* [Текст]
------------------------------------------------
Императрица Екатерина II, поднявшая государство российское к вершинам могущества, была немкой по крови, родному языку и воспитанию. Но изображение основателя города, которого у нас еще при жизни стали почитать почти что как полубога, она заказала французскому скульптору, который к тому времени уже снискал известность на своей родине.

Приехав на берега Невы, Этьен-Морис Фальконе испытал прилив чистого вдохновения и создал монумент, поразивший умы современников и потомства. Поставленная на одной из главных площадей Петербурга – «императорском форуме», как стали недавно писать – статуя «Медного всадника» на диком «Гром-камне» придала мощный импульс воображению русских писателей и визионеров, создавших свой «миф Петербурга» и сама стала его зримым воплощением.

Кстати сказать, к 300-летию со дня основания Петербурга Представительство Европейской комиссии в России открыло в нашем городе так называемый «Европейский маршрут». Замысел его состоял в том, чтобы представитель каждой из стран, входящих в Европейский Союз, действуя при участии Администрации Петербурга, выбрал в городе один памятник, здание или какое-либо историческое место из числа тех, что с наибольшей полнотой воплотили в себе как дух этой нации, так и ее вклад в культуру «невской столицы». Так и составился план «Европейского маршрута» в Санкт-Петербурге6.

Автору довелось провести одну из первых экскурсий по этому, новому для нас маршруту для участников VI Международного философско-культурологического конгресса, который был проведен в нашем городе под эгидой ЮНЕСКО осенью юбилейного 2003 года. Помнится, представители разных европейских народов с живым интересом отнеслись к тому, что будет их представлять на «Европейском маршруте».

Исторические справки, равно как критические замечания звучали почти беспрерывно. Но когда наш автобус повернул с набережной к «Медному всаднику» – а именно его Франция выбрала в качестве своего представителя на «Европейском маршруте» – голоса на мгновение утихли, а дискуссии прекратились. Действительно, трудно представить себе пример более полного единения двух культурных традиций, который имел бы сравнимое продолжение и в символическом пространстве!7

Завершая вводное сопоставление вклада французов и немцев в культуру нашего города – а оно представляется нам не менее плодотворным, чем привычное для отечественной традиции «прение Москвы с Питером» – нужно заметить, что «петербургская империя» вступила в смертельную схватку с германским милитаризмом в союзе с державами Антанты и истощила в этой войне свои силы. Верность этой «entente cordiale»8 и душевное сострадание к тяготам, которые переносил народ союзной Франции, в свою очередь привели к исторической катастрофе и Временное правительство.
------------------------------------------------
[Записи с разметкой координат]

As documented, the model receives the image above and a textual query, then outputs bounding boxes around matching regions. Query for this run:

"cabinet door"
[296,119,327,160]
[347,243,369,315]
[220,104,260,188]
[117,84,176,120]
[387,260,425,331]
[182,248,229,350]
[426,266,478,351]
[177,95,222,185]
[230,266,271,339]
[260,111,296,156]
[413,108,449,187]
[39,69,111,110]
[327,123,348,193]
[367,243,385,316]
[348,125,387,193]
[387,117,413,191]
------------------------------------------------
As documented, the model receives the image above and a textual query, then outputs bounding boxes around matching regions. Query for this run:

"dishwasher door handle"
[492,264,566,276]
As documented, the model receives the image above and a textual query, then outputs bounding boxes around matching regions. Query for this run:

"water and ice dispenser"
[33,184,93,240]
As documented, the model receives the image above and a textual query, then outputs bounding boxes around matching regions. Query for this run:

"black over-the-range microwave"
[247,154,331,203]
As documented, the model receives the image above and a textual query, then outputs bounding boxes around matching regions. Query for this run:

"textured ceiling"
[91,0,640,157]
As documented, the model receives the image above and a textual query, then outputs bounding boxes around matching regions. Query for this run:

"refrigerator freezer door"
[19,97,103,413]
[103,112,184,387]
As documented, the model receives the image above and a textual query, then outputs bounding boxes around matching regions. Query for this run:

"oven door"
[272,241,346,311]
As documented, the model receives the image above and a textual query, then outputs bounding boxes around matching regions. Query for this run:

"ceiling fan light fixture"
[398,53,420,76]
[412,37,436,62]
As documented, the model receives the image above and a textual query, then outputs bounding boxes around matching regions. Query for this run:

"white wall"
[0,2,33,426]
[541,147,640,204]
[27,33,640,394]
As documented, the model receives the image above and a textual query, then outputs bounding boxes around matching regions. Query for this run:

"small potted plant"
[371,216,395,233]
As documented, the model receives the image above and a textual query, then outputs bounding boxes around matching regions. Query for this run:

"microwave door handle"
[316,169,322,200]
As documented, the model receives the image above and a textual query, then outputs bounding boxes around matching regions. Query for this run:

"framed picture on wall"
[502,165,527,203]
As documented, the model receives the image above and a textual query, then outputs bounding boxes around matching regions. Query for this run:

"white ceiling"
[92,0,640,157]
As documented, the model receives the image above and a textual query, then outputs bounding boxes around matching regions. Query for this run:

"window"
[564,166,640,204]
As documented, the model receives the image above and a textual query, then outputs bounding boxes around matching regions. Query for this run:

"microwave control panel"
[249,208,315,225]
------------------------------------------------
* [Задание] Продолжите текст о «Медном всаднике» и французском вкладе в культуру Петербурга, начиная сразу после его последнего предложения.

* [Ответ к заданию]
Что же касалось большевиков, то, строя свой «миф Петрограда-Ленинграда», они сознательно обращались к историософии, выработанной в рамках марксистско-ленинского учения и ставили свою революцию 1917 года в один ряд с Великой Французской революцией, а также Парижской Коммуной. В теоретическом плане, учение «победившего пролетариата» опиралось как на немецкую философию, так и французский «утопический социализм». Впрочем, тут нужно заметить, что «философская интоксикация» идеями, принадлежавшими французскому Просвещению, или восходившими к нему, традиционно снабжала петербургских вольнодумцев темами размышлений и программ переустройства российского общества едва ли не со времен «матушки Екатерины»…

Одним словом, к какому периоду в историческом развитии города на Неве мы бы ни обратились, творчество какого деятеля отечественной науки, искусства, литературы, политики ни затронули – везде нам приходится констатировать, что воздействие «французской цивилизации» было исключительно сильным, сравнимым по глубине и охвату разве что с немецким культурным влиянием.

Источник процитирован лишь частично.